» **Brano di riferimento**:
——————————
A caccia di micropastiche nel Po

Campionamenti e prelievi lungo tutto il corso del Grande Fiume per capire quante e quali microplastiche sono presenti nelle acque. Vi spieghiamo cosa sono le microplastiche e da dove provengono

Lo strumento usato per raccogliere le microplastiche nel Po

Presentazione oggi a Monticelli d’Ongina (PC) da parte dell’Autorità Distrettuale del fiume Po insieme ai partner di progetto Università di Roma “La Sapienza”, Arpae Emilia-Romagna – Struttura Oceanografica Daphne e Agenzia Interregionale per il fiume Po

La presenza delle più piccole particelle di materiale plastico (delle dimensioni di un millimetro fino a livello micrometrico) dette anche microplastiche – e la loro potenziale concentrazione nelle acque del Fiume Po saranno, da oggi, al centro di un focus di approfondimento scientifico che consentirà di poter contare su una ricerca ufficiale realizzata con campionamenti di prelievo eseguiti lungo il corso del fiume e non in un solo tratto. L’idea progettuale denominata “Manta River Project” nasce da un’esigenza molto concreta che tra i suoi principali obiettivi avrà quello di raccogliere dati essenziali per una successiva indagine mirata sui possibili effetti nella catena alimentare delle microplastiche su raccomandazione comunitaria.

Capofila dell’iniziativa è l’Autorità Distrettuale del Fiume Po – Ministero dell’Ambiente che nell’arco dei prossimi 4 mesi – insieme a partner di settore particolarmente qualificati quali Università La Sapienza di Roma, Arpae ER Struttura Daphne e Aipo – effettuerà periodici campionamenti di monitoraggio in punti strategici dell’alveo: Isola Serafini (PC), Boretto (RE), Pontelagoscuro (FE), e nel Delta Po di Goro.

Alla presenza del primo cittadino di Monticelli d’Ongina, nel Piacentino, Gimmi Distante – che ha salutato i presenti e introdotto l’incontro all’interno della Sala Biblioteca del Municipio – il Segretario Generale del Distretto del Po Meuccio Berselli ha approfondito l’esigenza oggi quanto mai imprescindibile di ottenere in tempi utili “ricerche attendibili che possano contare su collaborazioni di alto livello in grado di poter offrire alla comunità un panorama fedele alla realtà dei diversi contesti esaminati lungo il corso del fiume apportando così un sufficiente livello di chiarezza per non alimentare fuorvianti fake news”.
——————————
» **Dati registrati**:

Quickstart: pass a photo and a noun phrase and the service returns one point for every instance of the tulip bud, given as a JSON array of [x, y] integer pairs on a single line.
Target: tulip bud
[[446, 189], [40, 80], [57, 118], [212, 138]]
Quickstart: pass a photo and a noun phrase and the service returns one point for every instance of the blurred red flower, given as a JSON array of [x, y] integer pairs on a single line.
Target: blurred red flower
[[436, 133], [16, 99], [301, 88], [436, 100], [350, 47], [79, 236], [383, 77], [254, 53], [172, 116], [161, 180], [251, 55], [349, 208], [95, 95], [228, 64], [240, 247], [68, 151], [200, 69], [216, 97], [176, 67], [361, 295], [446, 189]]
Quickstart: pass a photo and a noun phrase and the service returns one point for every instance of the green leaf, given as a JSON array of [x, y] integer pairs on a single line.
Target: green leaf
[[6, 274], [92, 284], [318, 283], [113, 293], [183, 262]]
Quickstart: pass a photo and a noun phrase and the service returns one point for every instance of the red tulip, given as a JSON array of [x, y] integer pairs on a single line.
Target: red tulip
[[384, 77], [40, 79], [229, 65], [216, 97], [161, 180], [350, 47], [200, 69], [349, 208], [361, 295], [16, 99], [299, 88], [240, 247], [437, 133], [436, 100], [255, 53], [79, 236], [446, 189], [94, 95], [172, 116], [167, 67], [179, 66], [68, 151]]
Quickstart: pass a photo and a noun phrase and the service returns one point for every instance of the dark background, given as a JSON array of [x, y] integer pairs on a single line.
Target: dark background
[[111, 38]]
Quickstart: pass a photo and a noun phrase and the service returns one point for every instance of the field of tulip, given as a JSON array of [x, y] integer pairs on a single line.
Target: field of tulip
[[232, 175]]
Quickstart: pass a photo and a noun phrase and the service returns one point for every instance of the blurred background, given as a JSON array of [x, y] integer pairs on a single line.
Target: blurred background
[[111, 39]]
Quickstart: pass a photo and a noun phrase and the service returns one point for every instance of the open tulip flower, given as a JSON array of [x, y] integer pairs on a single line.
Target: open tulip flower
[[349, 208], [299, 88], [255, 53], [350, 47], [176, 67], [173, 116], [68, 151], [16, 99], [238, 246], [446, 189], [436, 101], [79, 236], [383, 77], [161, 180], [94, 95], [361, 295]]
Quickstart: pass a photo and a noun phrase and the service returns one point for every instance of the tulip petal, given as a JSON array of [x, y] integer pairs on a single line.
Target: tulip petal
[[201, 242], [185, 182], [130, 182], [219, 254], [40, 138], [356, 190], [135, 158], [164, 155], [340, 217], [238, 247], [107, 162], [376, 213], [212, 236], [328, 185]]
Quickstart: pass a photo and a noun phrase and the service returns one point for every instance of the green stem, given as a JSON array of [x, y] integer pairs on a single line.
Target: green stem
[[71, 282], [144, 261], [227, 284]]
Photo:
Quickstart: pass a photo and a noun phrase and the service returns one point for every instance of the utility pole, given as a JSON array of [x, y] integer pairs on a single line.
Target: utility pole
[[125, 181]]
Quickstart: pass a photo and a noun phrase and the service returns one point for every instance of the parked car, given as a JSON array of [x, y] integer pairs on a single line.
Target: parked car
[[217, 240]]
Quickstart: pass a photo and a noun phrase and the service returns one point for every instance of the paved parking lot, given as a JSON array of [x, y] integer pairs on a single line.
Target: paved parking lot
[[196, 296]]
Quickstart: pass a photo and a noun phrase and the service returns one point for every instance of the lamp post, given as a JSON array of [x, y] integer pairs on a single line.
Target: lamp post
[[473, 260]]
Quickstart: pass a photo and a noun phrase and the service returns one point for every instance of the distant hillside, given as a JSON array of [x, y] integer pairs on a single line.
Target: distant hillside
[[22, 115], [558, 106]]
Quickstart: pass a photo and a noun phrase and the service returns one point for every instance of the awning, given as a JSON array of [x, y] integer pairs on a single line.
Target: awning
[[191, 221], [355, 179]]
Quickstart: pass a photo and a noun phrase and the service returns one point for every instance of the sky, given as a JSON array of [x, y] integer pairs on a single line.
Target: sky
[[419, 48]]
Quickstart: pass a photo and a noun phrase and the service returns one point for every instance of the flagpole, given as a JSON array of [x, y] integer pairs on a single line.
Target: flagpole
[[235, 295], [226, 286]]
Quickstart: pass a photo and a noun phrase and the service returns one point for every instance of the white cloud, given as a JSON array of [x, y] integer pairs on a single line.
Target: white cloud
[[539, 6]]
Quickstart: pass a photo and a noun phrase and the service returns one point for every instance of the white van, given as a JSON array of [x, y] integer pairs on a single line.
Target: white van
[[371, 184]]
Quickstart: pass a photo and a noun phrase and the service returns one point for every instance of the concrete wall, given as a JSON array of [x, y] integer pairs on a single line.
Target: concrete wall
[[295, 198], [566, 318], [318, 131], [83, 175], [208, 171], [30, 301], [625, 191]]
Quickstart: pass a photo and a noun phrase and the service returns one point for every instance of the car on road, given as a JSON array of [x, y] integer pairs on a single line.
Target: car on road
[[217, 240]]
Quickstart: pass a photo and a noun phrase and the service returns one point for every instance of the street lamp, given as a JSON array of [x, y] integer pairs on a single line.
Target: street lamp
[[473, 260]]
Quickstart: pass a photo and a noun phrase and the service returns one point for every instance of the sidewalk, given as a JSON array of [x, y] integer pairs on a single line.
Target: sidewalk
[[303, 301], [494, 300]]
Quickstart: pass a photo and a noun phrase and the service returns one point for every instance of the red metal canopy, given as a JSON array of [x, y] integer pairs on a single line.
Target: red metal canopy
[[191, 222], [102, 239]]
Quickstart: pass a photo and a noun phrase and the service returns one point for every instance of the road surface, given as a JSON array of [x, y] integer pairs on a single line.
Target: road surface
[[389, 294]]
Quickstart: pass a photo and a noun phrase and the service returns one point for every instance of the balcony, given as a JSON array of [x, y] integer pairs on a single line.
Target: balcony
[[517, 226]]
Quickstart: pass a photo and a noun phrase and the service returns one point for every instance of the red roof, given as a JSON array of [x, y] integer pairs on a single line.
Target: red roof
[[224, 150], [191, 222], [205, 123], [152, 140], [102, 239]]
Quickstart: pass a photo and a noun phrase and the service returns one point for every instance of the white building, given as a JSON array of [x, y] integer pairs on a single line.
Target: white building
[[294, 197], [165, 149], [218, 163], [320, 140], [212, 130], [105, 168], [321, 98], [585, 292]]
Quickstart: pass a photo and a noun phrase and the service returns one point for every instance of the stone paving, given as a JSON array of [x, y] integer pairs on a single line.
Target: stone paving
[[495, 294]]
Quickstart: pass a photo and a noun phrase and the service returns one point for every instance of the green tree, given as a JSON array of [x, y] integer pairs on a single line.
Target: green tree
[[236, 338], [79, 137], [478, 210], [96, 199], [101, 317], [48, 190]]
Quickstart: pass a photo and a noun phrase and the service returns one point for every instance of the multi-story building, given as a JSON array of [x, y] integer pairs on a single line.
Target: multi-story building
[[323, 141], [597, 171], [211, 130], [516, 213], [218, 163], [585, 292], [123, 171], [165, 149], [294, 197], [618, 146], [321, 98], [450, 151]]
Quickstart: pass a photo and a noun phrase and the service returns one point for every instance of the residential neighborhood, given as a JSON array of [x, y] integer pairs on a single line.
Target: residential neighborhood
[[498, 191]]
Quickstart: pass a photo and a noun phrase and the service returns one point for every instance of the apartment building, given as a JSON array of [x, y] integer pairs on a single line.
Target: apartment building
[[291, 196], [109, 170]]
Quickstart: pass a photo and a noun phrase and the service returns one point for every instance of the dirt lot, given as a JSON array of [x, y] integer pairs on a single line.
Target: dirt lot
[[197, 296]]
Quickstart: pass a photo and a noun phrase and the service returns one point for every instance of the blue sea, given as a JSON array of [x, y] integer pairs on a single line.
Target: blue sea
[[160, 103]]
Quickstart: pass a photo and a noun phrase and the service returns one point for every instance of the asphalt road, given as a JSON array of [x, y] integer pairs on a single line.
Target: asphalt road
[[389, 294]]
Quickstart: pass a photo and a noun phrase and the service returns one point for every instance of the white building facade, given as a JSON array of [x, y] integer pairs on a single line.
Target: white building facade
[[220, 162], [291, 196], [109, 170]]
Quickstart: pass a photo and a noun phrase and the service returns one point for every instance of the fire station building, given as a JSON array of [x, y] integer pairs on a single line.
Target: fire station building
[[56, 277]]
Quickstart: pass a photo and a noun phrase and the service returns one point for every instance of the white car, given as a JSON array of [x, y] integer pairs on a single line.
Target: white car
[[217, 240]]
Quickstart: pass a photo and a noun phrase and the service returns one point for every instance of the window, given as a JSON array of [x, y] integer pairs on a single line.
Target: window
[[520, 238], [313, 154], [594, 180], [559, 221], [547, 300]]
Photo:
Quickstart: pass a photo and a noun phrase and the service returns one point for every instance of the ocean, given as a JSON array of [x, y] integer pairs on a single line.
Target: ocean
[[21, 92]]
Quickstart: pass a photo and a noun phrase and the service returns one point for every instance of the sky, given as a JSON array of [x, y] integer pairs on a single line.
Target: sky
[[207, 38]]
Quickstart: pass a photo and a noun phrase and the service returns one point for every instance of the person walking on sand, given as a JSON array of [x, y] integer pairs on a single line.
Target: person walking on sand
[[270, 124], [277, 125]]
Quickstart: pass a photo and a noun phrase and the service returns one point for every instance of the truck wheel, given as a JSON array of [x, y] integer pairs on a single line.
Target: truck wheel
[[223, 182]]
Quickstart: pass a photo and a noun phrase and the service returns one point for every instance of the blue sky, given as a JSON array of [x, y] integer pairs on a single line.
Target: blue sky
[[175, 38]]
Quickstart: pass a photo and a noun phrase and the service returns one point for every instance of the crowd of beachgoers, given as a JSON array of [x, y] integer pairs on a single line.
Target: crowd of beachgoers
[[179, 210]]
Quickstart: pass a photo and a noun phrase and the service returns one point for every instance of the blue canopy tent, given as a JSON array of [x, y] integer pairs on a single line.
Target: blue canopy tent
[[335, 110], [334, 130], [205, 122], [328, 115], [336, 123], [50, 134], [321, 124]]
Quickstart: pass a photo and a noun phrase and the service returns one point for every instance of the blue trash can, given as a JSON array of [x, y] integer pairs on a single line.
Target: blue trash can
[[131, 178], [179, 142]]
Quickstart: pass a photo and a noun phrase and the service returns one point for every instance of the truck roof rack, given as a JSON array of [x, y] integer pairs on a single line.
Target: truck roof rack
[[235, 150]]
——————————
» **Esercizi proposti**:
a) Secondo il brano sulle microplastiche nel Po, in quanti mesi l'Autorità Distrettuale del Fiume Po effettuerà i campionamenti di monitoraggio?
b) Trascrivi senza modifiche le righe dei dati registrati, dalla prima riga fino alla riga che contiene "[[446, 189], [40, 80], [57, 118], [212, 138]]", inclusa.

» **Esercizi risolti**:
a) Nell'arco dei prossimi 4 mesi.

b)
Quickstart: pass a photo and a noun phrase and the service returns one point for every instance of the tulip bud, given as a JSON array of [x, y] integer pairs on a single line.
Target: tulip bud
[[446, 189], [40, 80], [57, 118], [212, 138]]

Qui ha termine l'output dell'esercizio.